(WHAT YOU ARE ASKED TO DO): Please echo back the following lines exactly as they appear, all of them, without changes.

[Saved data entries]
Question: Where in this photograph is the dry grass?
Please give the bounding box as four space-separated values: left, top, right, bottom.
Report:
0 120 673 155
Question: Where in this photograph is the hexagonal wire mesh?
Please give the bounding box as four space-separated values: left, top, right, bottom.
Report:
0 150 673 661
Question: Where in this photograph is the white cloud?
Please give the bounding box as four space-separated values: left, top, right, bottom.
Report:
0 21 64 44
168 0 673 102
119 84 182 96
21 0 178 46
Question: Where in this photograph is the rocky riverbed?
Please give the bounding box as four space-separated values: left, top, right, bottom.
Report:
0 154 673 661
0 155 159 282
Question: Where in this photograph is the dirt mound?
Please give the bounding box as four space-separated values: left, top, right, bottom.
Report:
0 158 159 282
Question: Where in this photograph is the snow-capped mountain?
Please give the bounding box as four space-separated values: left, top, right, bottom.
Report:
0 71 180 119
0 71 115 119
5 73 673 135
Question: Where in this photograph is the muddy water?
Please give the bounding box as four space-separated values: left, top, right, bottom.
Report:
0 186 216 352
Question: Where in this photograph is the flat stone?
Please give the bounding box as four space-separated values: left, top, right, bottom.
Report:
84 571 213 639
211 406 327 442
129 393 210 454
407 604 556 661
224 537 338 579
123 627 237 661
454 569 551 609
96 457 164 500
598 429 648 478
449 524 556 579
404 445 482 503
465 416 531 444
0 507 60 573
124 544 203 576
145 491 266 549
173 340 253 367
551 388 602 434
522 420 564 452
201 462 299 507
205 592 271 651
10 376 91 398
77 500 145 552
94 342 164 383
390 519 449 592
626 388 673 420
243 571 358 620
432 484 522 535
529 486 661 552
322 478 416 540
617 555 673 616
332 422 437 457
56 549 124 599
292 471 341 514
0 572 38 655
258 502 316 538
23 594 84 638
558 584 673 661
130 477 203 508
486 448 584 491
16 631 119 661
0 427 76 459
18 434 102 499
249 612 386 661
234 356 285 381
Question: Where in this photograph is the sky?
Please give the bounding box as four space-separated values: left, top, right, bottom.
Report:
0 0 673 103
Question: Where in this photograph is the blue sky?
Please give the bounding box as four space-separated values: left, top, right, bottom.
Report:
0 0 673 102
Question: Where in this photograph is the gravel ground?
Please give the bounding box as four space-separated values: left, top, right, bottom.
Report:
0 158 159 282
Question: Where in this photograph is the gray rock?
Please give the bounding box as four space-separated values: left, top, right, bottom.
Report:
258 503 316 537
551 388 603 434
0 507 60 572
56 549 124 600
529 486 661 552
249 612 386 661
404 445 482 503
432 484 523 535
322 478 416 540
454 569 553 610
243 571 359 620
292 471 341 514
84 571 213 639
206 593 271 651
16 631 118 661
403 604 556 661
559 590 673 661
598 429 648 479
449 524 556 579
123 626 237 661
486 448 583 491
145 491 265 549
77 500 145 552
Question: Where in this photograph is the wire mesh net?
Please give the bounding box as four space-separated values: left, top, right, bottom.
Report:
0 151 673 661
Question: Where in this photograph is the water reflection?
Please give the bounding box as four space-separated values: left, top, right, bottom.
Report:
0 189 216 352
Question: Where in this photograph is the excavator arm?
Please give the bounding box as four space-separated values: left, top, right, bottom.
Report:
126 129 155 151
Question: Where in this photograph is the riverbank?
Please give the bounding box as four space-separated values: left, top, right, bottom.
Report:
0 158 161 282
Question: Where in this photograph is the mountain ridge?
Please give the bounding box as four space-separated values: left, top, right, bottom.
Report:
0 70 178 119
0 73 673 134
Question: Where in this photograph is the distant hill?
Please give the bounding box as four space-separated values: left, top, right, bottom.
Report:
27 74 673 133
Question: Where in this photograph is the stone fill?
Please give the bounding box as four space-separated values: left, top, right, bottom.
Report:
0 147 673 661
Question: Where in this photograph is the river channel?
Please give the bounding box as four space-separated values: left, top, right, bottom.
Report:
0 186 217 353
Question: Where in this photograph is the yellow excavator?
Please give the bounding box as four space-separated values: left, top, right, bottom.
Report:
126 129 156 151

(TASK SOLUTION):
Question: Where in this photograph is the dry grass?
Please give the bounding box as four space-separated values: left, top, right, bottom.
Report:
0 120 673 155
Question: Where in this photograph is the hexagonal wire mesh?
Please give the bounding box as four space-separated values: left, top, right, bottom.
Report:
0 150 673 661
Question: Where in this photograph is the white cloud?
Please give the bounding box as four space-separated values: left, top, right, bottom.
Report:
0 21 64 44
168 0 673 102
119 84 182 96
21 0 178 46
Question: Where in this photograph is the rocky riverbed?
Please give the bounding box as four space-separated values: left, top, right, bottom.
Report:
0 154 673 661
0 155 159 282
Question: Where in this photograph is the dirt mound?
Please give the bounding box as four space-separated values: left, top, right, bottom.
Report:
0 158 159 282
Question: Where in this photograph is the snow-capped mountain?
Please give the bounding box as four space-separated values: left, top, right, bottom.
Report:
0 71 180 119
0 71 115 119
5 73 673 135
Question: Where in this photograph is the muddy water?
Please give the bounding box as four space-separated values: left, top, right, bottom.
Report:
0 186 216 352
Question: Where in this photograph is the flat stone?
Please give the bounding box as four space-separated values: left, top, right, bottom.
Report:
84 571 213 639
211 406 327 442
129 393 210 454
407 604 556 661
224 537 338 579
123 627 237 661
454 569 551 609
96 457 164 500
598 429 648 478
449 524 556 579
404 445 482 503
465 416 531 444
0 507 60 573
124 544 203 576
145 491 266 549
173 340 253 367
551 388 602 434
522 420 564 452
201 462 299 507
205 592 271 651
10 376 91 398
77 500 145 552
94 342 164 383
390 519 449 592
626 388 673 420
243 571 358 620
432 484 522 535
529 486 661 552
322 478 416 540
617 555 673 616
332 422 437 457
56 549 124 599
292 471 341 514
0 572 38 655
258 502 316 538
23 594 84 638
558 584 673 661
130 477 203 508
486 448 584 491
16 631 119 661
0 427 76 459
18 434 102 499
249 612 386 661
234 356 285 381
Question: Where in this photograph is the sky?
Please give the bounding box as four space-separated values: left, top, right, bottom.
Report:
0 0 673 103
Question: Where in this photograph is the blue sky?
Please give the bounding box as four space-separated values: left, top, right, bottom.
Report:
0 0 673 102
Question: Where in this photograph is the gravel ground?
Please give the bounding box as four space-separated values: left, top, right, bottom.
Report:
0 158 159 282
Question: Where in this photograph is the gray rock?
Please give the bounding box as four space-separated values: left, top, right, bottom.
Report:
258 503 316 537
551 388 603 434
0 507 60 572
56 549 124 600
529 486 661 552
249 612 386 661
404 445 482 503
432 484 523 535
322 478 416 540
454 569 553 610
243 571 359 620
292 471 341 514
84 571 213 639
206 593 271 651
16 631 118 661
403 604 556 661
559 590 673 661
598 429 648 479
449 524 556 579
123 626 237 661
486 448 583 491
145 491 265 549
77 500 145 552
Question: Where in this photograph is the wire mesh net?
Please give the bounding box as four space-separated values: left, top, right, bottom.
Report:
0 151 673 661
Question: Where in this photograph is the water reflection?
Please give the bounding box as four space-separated values: left, top, right, bottom.
Report:
0 189 216 352
Question: Where in this photograph is the excavator arm?
Please give the bounding box as four space-separated values: left, top, right, bottom.
Report:
126 129 155 151
Question: Where in this photograph is the riverbank?
Please give the bounding box as four space-separated values: left, top, right, bottom.
Report:
0 158 161 282
Question: Where in this photograph is the mountain ridge?
Please give the bounding box as four space-separated values: left, top, right, bottom.
Report:
0 70 178 119
0 73 673 134
Question: Where in this photograph is the distant hill?
Please give the bounding box as four space-separated values: left, top, right, bottom.
Report:
27 74 673 133
Question: Where in this photograph is the stone fill?
Please give the bounding box as four space-separated values: left, top, right, bottom.
Report:
0 147 673 661
Question: Where in this photograph is the river channel?
Please give the bounding box as four space-separated values: left, top, right, bottom.
Report:
0 186 217 353
Question: Where in this photograph is the yellow excavator?
Please give the bounding box as four space-separated values: left, top, right, bottom.
Report:
126 129 156 151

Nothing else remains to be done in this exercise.